This segment highlights the role of political leaders that until recently have not received attention by many students of the pro independence movement. The Partido de la Independencia founded by Rosendo Matienzo Cintron, Llorens Torres and Zeno Gandia, hardly ever a major part of the independentista historical narrative, although short lived had a more progressive political platform than the Nationalist Party.  While founded by former annexationists---usually depicted as conservative--- they proposed progressive labor laws, women’s suffrage and the creation of public corporations to lead the economic development of the island. In the meantime the leading political party the Partido Union is able to govern for 20 years while accommodating its policies to the colonial status quo.  Jose de Diego, an iconic figure in the pro-independence movement and the Partido Union leads the struggle to preserve the use of Spanish as official language of Puerto Rico while at the same time serving as a lawyer for the sugar trusts who controlled the island’s economy. This contradiction placed De Diego on a number of occasions against the rising labor movement.
Although the United States did not have plans to incorporate Puerto Rico on equal terms, given that its political and legal institutions were much more advanced than the monarchical Spain its rule it provided a space where various groups were able to organize, especially the labor movement.  Under the leadership of Santiago Iglesias Pantin, a Spanish citizen who had been involved in labor organizing in Puerto Rico and who had been jailed under the Spanish regime, workers organized in 1915 the Partido Socialista.  While some significant members and leaders supported independence the party itself did not favor independence, the relationship Iglesias Pantin developed particularly with U.S. pro-imperialist labor leaders like Samuel Gompers moved the party gradually to a more annexationist position.
While Puerto Rico began to experience the ravages of the 1930s depression workers developed their labor organizations and the Partido Socialista, in the meantime the nationalist party under the leadership of Pedro Albizu Campos experienced a transformation. From 1930 until 1965 the party left its formal aristocratic struggle for sovereignty (what Albizu Campos, according to his daughter called nacionalismo de carton ) and became a movement to directly resist U.S. colonial authorities.  This direct contestation of U.S. colonial rule was admired by many although the fear of the power and authority of the U.S regime did not lead many to join forces with the nationalists. However, in 1934, sugar workers all across the island went on a general strike and asked for the leadership of Pedro Albizu Campos. Historian Felix Cordoba Iturregui, explains how Pedro Albizu Campos had gained the respect of the workers. Workers felt he was an honest leader and they had been recently betrayed in their collective bargaining by their union leadership. This bold move by the sugar workers evidenced the respect that Albizu Campos had among some broader sectors of the population.  This also, according to historian Felix Cordova Iturregui made the colonial authorities more concerned since the economic and the political struggles could overlap and challenge the status quo. This potential alliance between Nationalists and the laboring classes would give the pro-independence movement a powerful social base.

- DATASET RECORDS -
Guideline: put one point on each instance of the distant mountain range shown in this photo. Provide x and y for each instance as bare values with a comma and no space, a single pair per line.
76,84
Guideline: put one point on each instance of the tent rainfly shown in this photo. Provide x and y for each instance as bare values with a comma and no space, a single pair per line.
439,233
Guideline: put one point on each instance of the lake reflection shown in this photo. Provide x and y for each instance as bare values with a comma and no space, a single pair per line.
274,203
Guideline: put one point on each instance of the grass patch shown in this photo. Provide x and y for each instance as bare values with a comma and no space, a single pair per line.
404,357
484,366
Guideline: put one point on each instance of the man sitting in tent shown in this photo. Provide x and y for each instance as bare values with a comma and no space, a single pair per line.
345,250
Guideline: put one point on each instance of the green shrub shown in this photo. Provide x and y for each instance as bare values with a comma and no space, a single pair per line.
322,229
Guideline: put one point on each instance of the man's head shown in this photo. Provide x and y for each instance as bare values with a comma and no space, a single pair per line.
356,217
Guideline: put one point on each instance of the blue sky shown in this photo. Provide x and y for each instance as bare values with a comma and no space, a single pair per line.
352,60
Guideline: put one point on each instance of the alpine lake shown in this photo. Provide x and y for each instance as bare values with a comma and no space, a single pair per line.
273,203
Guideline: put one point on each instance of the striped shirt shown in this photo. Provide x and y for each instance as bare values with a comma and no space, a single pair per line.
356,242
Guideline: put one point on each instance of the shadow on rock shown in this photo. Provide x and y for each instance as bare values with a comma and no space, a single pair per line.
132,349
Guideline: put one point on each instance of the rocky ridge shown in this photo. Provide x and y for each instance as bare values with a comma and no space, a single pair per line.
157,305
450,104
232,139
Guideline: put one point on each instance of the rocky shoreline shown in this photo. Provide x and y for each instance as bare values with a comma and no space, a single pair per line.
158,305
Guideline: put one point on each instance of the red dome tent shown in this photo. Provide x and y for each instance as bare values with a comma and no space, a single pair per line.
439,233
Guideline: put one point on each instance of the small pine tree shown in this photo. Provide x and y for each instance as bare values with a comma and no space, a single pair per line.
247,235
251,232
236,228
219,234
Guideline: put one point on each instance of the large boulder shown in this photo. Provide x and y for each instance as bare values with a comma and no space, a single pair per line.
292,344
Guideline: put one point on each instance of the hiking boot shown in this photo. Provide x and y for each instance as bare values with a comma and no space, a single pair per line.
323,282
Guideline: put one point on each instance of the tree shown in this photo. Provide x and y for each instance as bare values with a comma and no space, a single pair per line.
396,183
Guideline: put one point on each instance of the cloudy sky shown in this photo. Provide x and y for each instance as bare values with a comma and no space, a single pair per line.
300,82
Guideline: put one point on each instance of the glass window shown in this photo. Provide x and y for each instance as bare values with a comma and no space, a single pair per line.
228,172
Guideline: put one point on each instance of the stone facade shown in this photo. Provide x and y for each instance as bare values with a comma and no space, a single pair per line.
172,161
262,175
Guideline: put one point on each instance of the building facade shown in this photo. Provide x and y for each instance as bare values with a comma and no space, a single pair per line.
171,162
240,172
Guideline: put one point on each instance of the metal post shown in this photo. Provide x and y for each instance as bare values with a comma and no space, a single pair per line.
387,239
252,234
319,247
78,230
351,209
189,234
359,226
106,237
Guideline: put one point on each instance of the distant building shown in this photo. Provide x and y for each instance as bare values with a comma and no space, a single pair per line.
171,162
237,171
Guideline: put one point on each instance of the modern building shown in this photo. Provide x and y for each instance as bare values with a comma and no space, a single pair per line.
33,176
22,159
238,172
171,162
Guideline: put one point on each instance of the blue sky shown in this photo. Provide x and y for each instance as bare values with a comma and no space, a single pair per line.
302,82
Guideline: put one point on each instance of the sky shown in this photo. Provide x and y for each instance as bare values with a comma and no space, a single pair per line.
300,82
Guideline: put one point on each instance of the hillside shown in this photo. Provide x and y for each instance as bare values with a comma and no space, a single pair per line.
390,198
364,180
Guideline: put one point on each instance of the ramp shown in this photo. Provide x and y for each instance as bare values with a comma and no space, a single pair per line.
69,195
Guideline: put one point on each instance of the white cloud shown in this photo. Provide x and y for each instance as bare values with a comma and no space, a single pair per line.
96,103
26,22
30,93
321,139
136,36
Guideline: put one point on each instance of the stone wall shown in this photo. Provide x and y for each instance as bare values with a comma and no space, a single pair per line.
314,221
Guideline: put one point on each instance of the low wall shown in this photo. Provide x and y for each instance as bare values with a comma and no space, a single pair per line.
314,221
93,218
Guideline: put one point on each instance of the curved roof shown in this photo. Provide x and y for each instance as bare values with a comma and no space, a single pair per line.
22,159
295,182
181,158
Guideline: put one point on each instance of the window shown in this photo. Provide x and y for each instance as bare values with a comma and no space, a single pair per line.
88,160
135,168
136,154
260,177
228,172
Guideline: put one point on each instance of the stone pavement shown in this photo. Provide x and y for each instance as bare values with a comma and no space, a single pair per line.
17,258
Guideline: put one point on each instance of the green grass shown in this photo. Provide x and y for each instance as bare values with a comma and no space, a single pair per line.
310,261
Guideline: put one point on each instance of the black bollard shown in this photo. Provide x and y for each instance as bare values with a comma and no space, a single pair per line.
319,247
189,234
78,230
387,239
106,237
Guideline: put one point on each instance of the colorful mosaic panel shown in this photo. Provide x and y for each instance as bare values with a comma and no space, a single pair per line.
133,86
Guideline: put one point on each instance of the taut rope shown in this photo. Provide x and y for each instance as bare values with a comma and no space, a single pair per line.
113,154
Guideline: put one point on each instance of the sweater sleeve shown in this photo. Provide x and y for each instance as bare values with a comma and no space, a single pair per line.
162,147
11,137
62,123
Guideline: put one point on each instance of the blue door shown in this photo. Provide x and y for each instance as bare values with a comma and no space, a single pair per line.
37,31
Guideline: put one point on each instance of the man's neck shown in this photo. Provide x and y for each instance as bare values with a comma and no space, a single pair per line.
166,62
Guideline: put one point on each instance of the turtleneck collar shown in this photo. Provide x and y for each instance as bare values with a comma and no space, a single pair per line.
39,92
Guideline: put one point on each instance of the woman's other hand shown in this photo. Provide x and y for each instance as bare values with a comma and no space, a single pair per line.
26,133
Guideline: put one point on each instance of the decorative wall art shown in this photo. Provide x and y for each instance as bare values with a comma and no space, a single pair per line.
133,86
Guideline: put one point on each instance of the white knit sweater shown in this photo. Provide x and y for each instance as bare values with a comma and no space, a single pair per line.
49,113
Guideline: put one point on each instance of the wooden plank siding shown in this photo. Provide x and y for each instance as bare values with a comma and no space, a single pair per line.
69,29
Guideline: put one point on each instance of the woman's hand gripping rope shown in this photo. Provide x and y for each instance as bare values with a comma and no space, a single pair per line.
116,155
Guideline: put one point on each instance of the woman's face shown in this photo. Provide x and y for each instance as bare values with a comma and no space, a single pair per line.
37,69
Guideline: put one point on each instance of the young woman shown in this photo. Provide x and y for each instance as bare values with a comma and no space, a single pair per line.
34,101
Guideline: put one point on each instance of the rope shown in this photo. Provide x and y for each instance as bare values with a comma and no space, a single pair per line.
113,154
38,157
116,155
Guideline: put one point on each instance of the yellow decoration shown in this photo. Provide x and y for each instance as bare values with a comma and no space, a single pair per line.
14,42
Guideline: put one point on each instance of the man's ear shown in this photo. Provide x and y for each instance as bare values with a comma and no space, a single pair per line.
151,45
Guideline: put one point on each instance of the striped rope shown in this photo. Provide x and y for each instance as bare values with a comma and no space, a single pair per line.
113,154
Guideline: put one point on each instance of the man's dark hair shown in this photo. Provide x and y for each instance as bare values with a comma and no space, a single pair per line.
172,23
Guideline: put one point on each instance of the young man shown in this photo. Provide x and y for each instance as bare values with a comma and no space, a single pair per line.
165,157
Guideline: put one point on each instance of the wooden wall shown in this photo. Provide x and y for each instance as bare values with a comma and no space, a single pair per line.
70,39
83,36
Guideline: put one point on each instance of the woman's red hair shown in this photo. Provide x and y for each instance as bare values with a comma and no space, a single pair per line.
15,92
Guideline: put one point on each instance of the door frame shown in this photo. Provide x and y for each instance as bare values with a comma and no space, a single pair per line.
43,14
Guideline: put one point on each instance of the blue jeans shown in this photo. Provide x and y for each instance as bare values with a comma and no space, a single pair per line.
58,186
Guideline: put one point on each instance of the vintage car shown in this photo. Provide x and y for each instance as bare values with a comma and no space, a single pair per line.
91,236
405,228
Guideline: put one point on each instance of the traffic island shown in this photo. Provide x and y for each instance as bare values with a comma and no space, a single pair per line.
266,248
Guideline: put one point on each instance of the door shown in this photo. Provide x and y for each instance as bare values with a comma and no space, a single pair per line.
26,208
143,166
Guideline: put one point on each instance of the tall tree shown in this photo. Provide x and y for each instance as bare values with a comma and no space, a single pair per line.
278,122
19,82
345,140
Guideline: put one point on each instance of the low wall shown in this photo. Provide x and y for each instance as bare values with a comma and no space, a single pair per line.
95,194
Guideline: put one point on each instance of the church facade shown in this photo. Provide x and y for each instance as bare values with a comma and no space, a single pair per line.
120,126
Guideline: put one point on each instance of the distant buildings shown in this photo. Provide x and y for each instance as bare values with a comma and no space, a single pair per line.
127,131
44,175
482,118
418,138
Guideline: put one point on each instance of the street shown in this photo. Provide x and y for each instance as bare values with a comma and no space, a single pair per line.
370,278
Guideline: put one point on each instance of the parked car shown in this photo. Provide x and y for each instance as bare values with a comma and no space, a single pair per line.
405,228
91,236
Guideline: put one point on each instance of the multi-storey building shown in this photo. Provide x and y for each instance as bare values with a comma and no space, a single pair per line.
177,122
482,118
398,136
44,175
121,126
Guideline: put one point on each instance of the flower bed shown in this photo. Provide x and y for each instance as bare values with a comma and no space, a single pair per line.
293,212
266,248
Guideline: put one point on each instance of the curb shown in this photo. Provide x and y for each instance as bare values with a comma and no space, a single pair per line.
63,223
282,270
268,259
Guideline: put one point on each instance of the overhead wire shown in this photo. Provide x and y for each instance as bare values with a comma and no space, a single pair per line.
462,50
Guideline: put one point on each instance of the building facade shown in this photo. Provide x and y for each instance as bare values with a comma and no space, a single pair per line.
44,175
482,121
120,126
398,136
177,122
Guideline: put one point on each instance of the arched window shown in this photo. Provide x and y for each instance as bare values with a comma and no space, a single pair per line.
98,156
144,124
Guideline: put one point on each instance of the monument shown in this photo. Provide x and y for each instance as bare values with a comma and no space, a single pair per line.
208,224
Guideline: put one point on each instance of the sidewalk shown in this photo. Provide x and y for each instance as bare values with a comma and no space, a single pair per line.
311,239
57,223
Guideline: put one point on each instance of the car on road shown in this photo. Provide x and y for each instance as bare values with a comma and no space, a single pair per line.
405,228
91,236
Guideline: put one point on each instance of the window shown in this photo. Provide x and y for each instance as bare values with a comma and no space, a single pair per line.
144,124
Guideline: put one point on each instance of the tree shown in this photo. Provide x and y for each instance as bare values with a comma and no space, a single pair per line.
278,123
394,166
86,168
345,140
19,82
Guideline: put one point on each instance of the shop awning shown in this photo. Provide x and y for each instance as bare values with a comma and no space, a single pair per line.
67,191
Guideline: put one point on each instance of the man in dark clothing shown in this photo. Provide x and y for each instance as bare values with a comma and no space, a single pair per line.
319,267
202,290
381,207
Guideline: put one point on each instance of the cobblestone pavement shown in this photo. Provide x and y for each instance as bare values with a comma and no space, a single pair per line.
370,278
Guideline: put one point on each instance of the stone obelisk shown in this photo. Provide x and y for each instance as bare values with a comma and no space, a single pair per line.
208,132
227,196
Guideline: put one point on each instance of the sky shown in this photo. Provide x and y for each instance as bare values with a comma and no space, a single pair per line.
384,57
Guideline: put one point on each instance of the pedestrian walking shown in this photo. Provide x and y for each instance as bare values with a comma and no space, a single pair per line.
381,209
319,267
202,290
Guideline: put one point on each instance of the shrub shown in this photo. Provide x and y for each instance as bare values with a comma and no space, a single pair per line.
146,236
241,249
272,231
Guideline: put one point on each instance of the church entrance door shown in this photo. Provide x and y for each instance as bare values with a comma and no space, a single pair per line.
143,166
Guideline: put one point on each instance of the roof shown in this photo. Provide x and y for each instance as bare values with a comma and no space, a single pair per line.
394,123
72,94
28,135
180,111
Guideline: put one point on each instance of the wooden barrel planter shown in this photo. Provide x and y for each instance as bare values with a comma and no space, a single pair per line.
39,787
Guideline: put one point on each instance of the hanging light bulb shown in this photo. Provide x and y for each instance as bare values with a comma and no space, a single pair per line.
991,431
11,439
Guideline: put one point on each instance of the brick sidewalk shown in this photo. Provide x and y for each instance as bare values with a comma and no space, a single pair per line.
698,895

- JOB A -
Do these statements agree with the Puerto Rican independence text? Answer yes or no for each, and quote the deciding words. (i) The Partido Socialista was organized in 1915. (ii) The Partido Socialista, as a party, favored independence. (iii) In 1934 striking sugar workers asked Pedro Albizu Campos to lead them.
- JOB B -
Recast the paragraph of the Puerto Rican independence text that begins "Although the United States did not have plans" as a bulleted list that keeps its main facts.

- CORRECT RESULT A -
(i) Yes: "workers organized in 1915 the Partido Socialista"
(ii) No: "the party itself did not favor independence"
(iii) Yes: "sugar workers all across the island went on a general strike and asked for the leadership of Pedro Albizu Campos"

- CORRECT RESULT B -
- The United States did not plan to incorporate Puerto Rico on equal terms.
- Its political and legal institutions were much more advanced than those of monarchical Spain. Its rule therefore gave various groups room to organize, especially the labor movement.
- In 1915 workers organized the Partido Socialista under Santiago Iglesias Pantin. He was a Spanish citizen who had organized labor in Puerto Rico and had been jailed under the Spanish regime.
- Some significant members and leaders supported independence, but the party itself did not.
- Iglesias Pantin's relationship with U.S. pro-imperialist labor leaders such as Samuel Gompers gradually moved the party toward a more annexationist position.